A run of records
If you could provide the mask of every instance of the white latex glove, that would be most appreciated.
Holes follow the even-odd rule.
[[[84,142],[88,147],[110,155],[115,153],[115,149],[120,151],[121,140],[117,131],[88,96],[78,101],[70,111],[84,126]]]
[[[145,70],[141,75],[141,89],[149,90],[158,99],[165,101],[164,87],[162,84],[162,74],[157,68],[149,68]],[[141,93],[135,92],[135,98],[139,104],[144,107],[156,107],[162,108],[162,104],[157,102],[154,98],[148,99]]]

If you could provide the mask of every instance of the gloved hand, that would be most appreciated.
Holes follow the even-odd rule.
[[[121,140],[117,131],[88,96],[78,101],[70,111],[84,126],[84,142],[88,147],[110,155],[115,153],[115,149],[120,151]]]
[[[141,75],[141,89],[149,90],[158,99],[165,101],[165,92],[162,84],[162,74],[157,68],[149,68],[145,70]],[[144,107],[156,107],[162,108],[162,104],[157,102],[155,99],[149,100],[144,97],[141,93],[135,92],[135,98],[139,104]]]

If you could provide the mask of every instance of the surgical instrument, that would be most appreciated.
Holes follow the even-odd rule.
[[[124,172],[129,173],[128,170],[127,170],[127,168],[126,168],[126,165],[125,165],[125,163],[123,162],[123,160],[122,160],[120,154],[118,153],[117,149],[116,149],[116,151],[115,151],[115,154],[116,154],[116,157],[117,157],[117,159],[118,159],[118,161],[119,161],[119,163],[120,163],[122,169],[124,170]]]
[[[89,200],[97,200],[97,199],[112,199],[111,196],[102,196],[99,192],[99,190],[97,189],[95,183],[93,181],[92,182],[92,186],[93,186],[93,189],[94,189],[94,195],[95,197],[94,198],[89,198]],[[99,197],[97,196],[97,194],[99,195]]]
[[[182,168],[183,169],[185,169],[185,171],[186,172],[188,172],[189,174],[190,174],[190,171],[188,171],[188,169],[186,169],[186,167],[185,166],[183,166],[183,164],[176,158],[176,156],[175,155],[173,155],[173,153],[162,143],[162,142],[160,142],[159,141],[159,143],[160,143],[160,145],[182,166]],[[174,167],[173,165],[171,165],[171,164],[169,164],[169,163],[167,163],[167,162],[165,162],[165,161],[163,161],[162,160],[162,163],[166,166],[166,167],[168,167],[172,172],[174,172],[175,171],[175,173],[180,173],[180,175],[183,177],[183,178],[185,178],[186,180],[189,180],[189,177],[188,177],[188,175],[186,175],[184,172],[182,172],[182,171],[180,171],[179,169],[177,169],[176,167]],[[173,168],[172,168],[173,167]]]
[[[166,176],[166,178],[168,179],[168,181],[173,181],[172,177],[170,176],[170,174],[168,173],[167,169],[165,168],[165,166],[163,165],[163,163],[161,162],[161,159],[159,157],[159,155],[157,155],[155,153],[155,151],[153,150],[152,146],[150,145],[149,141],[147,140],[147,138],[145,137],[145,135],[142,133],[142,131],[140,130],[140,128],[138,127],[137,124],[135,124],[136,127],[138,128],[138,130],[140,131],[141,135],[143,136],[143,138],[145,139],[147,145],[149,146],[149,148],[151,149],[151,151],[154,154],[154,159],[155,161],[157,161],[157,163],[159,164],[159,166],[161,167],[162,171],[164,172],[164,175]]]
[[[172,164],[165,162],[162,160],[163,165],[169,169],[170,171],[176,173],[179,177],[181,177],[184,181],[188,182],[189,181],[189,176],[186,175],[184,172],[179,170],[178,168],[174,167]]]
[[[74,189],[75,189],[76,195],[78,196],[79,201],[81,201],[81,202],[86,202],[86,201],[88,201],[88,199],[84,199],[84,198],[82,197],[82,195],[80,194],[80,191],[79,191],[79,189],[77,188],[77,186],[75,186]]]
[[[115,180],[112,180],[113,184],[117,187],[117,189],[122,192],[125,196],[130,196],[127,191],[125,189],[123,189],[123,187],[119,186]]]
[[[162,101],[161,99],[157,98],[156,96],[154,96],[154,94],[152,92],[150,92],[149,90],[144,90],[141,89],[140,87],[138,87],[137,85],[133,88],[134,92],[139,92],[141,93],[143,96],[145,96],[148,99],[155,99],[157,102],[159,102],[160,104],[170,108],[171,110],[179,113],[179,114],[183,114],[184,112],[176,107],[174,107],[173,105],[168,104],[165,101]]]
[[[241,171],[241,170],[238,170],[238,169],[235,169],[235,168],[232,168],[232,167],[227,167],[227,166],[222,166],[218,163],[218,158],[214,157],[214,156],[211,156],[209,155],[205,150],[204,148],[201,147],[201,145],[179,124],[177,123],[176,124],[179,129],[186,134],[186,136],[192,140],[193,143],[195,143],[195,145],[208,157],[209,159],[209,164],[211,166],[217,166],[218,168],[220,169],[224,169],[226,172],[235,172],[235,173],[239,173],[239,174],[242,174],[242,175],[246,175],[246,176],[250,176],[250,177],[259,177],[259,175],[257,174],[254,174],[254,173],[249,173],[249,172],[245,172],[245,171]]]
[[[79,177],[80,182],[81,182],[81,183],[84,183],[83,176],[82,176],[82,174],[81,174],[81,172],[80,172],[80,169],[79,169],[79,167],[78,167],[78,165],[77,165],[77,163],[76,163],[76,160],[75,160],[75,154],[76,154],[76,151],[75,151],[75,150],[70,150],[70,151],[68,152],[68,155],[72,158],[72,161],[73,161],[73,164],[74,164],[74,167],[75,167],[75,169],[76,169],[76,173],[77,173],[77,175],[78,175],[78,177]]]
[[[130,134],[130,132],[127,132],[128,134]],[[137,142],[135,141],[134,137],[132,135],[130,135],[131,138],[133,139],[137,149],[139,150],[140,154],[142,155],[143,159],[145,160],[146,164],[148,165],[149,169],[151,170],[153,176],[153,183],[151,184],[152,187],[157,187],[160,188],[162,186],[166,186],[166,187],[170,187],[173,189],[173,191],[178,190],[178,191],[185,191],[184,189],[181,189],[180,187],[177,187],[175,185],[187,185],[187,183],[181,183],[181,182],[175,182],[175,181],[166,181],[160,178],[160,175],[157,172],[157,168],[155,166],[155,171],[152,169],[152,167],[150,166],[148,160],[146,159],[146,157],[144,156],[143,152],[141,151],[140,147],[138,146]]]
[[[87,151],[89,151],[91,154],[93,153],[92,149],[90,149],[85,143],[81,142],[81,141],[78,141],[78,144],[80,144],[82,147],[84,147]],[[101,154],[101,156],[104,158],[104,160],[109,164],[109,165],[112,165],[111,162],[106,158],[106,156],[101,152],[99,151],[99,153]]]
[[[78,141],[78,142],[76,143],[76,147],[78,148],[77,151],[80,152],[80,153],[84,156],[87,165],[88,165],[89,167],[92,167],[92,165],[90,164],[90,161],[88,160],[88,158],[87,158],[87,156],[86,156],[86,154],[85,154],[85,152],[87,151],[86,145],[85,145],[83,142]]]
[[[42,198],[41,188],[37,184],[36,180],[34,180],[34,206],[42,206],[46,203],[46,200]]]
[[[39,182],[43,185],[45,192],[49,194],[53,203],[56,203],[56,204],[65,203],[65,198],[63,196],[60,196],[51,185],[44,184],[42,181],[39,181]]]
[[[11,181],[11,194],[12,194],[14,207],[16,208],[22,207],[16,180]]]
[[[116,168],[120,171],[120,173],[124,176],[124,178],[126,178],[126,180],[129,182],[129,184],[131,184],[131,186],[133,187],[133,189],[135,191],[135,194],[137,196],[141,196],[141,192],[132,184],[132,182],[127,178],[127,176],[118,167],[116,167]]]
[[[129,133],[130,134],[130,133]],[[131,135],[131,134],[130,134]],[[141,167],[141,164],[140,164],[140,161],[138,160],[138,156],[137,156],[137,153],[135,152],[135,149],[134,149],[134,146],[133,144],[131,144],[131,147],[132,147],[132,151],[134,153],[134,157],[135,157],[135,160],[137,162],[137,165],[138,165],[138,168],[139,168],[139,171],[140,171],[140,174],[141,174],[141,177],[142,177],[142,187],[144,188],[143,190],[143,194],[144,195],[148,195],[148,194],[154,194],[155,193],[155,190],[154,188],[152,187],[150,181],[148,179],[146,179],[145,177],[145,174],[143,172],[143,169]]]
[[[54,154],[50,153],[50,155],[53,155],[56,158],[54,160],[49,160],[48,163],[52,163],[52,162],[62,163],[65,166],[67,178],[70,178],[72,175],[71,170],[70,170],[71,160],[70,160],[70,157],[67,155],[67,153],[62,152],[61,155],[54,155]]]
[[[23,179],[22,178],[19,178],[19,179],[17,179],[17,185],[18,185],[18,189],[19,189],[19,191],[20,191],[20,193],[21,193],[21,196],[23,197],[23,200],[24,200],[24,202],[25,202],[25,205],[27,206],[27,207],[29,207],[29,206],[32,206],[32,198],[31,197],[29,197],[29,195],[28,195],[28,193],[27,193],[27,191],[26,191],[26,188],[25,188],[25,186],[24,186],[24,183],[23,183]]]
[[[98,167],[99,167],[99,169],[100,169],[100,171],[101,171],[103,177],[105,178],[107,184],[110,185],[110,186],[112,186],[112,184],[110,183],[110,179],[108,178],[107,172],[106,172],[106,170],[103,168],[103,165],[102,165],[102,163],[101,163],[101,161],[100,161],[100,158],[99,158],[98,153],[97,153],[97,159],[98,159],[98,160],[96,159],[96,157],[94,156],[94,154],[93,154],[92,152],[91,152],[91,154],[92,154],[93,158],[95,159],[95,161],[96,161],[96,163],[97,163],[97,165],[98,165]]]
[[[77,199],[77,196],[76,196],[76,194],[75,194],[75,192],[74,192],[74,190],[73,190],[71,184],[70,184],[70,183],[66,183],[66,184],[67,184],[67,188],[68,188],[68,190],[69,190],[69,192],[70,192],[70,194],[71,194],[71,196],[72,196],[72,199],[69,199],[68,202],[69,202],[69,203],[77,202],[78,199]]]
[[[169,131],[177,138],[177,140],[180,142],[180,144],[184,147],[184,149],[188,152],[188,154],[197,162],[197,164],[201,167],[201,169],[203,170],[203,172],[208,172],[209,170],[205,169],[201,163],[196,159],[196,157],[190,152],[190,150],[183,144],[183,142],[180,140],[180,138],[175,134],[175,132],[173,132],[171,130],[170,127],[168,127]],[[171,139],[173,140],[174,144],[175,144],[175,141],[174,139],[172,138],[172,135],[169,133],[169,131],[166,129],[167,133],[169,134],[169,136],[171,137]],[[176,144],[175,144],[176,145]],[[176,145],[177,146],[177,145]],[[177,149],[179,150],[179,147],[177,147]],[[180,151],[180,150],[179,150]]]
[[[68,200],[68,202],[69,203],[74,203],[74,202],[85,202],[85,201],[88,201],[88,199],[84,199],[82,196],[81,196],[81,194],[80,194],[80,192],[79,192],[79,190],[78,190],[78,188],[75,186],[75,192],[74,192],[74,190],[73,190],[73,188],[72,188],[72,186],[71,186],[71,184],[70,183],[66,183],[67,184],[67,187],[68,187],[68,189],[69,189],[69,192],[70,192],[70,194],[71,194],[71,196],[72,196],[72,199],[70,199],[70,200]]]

**Written exercise**
Locate every line in the records above that contains the string "most", matching case exactly, and copy each of those lines in full.

**Written answer**
If you could provide the mask of every instance of the white latex glove, that would be most appreciated.
If you could provide the mask of every instance of the gloved hand, that would be most appreciated.
If you could provide the mask of every instance of the surgical instrument, that would be most appreciated.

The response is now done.